:: Excerpt provided ::

=== Begin Enclosure ===

Families First is a coalition made up of over 75 organizations including Caring Across Generations, National Domestic Workers Alliance, MoveOn, Community Change Action, MomsRising, Planned Parenthood, People's Action Institute, Family Values @ Work, Families Over Billionaires, Fair Share America, Working Families Power, and labor unions like the Service Employees International Union (SEIU); American Federation of State, County, and Municipal Employees; American Federation of Teachers; and the National Education Association.
"To show our power and resolve for a better future we came out in the thousands all across the country, hosting over 225 events where we peacefully protested, to show the intergenerational face of those of us prepared to hold the ones who passed this bill accountable every day, and to take action. From spelling out the word 'familia' on the beach in California, taking a Medicaid Motorcade through the state of Indiana, to a rally in D.C. on the National Mall at the seat of power," Poo said.
Here are some highlights from Saturday's day of action.

=== End Enclosure ===

:: Extracted material ::

=== Begin Enclosure ===

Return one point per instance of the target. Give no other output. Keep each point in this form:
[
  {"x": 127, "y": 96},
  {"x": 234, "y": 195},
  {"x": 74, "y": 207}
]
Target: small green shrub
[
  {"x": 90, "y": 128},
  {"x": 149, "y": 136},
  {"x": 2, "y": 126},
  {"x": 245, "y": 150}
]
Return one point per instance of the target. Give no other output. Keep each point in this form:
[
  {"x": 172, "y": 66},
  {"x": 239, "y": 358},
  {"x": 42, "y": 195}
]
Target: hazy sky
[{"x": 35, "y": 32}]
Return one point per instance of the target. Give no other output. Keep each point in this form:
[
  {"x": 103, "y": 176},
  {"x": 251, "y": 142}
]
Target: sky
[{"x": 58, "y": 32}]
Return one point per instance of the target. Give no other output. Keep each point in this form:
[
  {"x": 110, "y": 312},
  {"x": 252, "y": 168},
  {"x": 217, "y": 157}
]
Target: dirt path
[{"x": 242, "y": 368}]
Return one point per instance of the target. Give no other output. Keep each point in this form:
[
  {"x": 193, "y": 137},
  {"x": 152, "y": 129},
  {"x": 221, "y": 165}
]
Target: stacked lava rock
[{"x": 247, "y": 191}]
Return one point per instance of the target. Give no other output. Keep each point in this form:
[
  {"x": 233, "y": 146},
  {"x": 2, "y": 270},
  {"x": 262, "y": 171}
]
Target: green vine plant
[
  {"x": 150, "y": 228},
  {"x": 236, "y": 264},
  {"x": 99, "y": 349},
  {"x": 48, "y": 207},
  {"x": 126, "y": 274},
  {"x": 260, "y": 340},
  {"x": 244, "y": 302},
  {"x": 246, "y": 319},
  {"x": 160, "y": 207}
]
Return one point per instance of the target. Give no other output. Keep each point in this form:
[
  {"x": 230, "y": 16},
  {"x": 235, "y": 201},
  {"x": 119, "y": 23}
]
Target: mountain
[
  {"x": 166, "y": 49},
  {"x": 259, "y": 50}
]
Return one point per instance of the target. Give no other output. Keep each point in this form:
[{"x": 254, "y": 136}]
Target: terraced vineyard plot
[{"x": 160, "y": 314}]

=== End Enclosure ===

:: What you will do ::
(a) Rewrite everything from "Families First is" down to "National Education Association." in the Families First excerpt, changing "coalition" to "network".
(b) Continue the Families First excerpt from the point where it stops.
The records have no connection to the Families First excerpt.

:: Responses ::
(a)
Families First is a network made up of over 75 organizations including Caring Across Generations, National Domestic Workers Alliance, MoveOn, Community Change Action, MomsRising, Planned Parenthood, People's Action Institute, Family Values @ Work, Families Over Billionaires, Fair Share America, Working Families Power, and labor unions like the Service Employees International Union (SEIU); American Federation of State, County, and Municipal Employees; American Federation of Teachers; and the National Education Association.

(b)
On the National Mall across from the U.S. Capitol building, organizers capped a 60-hour vigil opposing Medicaid cuts with a rally at 12:00 pm ET.
Jennifer Wells, the director of economic justice at Community Change, spoke at the rally on the important role that Medicaid and the Supplemental Nutrition Assistance Program (SNAP) played in her life.
"I'm here both as an advocate and organizer and as someone who has lived the realities we're fighting to change, as a person who has been directly shaped by the programs that are currently under attack," Wells said. "I was a Medicaid kid, I was a SNAP kid. These programs kept me and my mom and my brother healthy, alive, and moving forward when we had nothing to fall back on."
Families gathered in Newark's Military Park to protest the budget cuts.
"Congress is helping the rich get richer while cutting healthcare, education, and support for working families," New Jersey Citizen Action wrote on social media. "We're making sure everyone knows who's responsible. We're fighting for a country where every child is cared for, no one goes hungry, and we all have access to the healthcare we need to live."
The Indiana Rural Summit planned a "Motorcade for Medicaid" to drive by rural hospitals across the state.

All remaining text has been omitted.